◆ PROVIDED PASSAGE:
HIPAA not always is applicable to occ-health
Know what’s protected
[In the January issue, Occupational Health Management presented some of the privacy issues that can arise when dealing with employee health records. OHM editorial advisory board member Deborah V. DiBenedetto, MBA, BSN, COHN-S/CM, ABDA, FAAOHN, past president of the American Association of Occupational Health Nurses and a nationally recognized consultant on occupational health issues, provides more information on the relationship between the Health Insurance Portability and Accountability Act (HIPAA), employee health records, and the occupational health nurse.]
HIPAA’s privacy requirements, which went into effect in their current form in late 2002, can present challenges to the occ-health professional, because while HIPAA does not regulate employers or employment-related health or occupational health records, it does regulate the employer’s health benefit plan, according to DiBenedetto, a Michigan consultant.
"While workers’ compensation, occupa- tional injury or illness evaluation, and employment-related medical records are exempt from HIPAA, there continues to be great concern about managing occupational health and related injury, since many physicians are refusing to release medical information, stating that HIPAA does not allow the release of protected health information [PHI]," she explains. "There are numerous reports of occupational health nurses and case managers who say they just cannot get the necessary medical information from doctors in their community, and they are spending inordinate amounts of time trying to navigate this issue."
HIPAA authorization important
DiBenedetto points out that a key tool for the occupational health professional who deals in employees’ PHI is a HIPAA-compliant authorization, which allows the exchange of medical information between an employee, his or her medical provider, and the occupational health professional. (See form.)

◆ ACTIVITY: Copy out the entire HIPAA article word for word. Work only from the HIPAA article, with no outside knowledge.

◆ GIVEN INFORMATION:
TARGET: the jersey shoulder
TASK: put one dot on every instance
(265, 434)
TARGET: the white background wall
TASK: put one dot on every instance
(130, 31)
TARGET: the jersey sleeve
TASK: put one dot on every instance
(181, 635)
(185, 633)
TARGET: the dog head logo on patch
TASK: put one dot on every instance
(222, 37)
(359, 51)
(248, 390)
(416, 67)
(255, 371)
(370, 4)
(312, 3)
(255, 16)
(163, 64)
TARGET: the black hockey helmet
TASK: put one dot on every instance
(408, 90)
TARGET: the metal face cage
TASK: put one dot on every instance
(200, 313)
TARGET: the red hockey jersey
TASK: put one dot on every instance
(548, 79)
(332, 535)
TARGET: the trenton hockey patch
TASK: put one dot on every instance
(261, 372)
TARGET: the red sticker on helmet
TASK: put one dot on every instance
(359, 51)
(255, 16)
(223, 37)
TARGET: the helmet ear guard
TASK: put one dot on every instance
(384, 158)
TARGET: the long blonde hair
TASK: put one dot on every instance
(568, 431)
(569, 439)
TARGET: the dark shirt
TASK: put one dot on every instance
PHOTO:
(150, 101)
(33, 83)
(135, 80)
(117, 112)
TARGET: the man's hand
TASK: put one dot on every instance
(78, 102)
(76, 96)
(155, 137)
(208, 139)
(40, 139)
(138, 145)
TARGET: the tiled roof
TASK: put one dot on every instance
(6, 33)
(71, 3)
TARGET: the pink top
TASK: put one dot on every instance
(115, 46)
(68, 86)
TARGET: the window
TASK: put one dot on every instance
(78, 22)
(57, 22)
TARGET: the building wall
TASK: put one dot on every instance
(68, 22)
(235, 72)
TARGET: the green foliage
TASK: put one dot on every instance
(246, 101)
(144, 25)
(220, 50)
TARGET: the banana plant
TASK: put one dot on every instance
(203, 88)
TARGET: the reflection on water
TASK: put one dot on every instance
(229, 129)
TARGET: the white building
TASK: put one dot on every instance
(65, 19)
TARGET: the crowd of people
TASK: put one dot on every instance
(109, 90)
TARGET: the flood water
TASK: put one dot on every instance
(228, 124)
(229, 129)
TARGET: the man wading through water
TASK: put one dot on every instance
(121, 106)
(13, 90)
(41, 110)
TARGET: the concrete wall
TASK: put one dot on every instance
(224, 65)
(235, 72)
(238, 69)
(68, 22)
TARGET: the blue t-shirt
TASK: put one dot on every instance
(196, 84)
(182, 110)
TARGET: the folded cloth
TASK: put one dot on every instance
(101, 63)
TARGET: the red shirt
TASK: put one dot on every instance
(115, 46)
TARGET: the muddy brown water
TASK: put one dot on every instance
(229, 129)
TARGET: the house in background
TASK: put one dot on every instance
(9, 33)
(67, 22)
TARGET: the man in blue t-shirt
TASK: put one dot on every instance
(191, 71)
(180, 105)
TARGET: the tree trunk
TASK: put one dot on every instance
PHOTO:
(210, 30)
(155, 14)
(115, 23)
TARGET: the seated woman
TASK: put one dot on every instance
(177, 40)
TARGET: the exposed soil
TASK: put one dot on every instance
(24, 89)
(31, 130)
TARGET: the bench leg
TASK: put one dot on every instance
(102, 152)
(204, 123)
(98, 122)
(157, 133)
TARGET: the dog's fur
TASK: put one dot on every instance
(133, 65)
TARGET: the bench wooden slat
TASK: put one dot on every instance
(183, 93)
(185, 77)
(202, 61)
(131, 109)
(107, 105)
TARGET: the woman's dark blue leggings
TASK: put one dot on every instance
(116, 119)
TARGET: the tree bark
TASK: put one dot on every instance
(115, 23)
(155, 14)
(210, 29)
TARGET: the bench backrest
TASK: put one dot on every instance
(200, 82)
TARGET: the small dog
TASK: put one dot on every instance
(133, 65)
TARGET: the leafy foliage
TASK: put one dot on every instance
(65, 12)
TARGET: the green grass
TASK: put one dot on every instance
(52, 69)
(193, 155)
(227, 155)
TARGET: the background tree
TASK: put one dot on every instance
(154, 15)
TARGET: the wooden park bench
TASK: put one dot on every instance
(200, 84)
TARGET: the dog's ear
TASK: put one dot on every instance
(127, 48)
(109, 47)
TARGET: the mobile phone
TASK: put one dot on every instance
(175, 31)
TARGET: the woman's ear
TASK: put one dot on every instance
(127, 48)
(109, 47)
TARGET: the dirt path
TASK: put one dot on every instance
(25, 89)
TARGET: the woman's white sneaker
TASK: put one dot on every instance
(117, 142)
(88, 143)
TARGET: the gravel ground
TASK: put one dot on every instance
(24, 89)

◆ ANSWER FOR THE TASK:
HIPAA not always is applicable to occ-health
Know what’s protected
[In the January issue, Occupational Health Management presented some of the privacy issues that can arise when dealing with employee health records. OHM editorial advisory board member Deborah V. DiBenedetto, MBA, BSN, COHN-S/CM, ABDA, FAAOHN, past president of the American Association of Occupational Health Nurses and a nationally recognized consultant on occupational health issues, provides more information on the relationship between the Health Insurance Portability and Accountability Act (HIPAA), employee health records, and the occupational health nurse.]
HIPAA’s privacy requirements, which went into effect in their current form in late 2002, can present challenges to the occ-health professional, because while HIPAA does not regulate employers or employment-related health or occupational health records, it does regulate the employer’s health benefit plan, according to DiBenedetto, a Michigan consultant.
"While workers’ compensation, occupa- tional injury or illness evaluation, and employment-related medical records are exempt from HIPAA, there continues to be great concern about managing occupational health and related injury, since many physicians are refusing to release medical information, stating that HIPAA does not allow the release of protected health information [PHI]," she explains. "There are numerous reports of occupational health nurses and case managers who say they just cannot get the necessary medical information from doctors in their community, and they are spending inordinate amounts of time trying to navigate this issue."
HIPAA authorization important
DiBenedetto points out that a key tool for the occupational health professional who deals in employees’ PHI is a HIPAA-compliant authorization, which allows the exchange of medical information between an employee, his or her medical provider, and the occupational health professional. (See form.)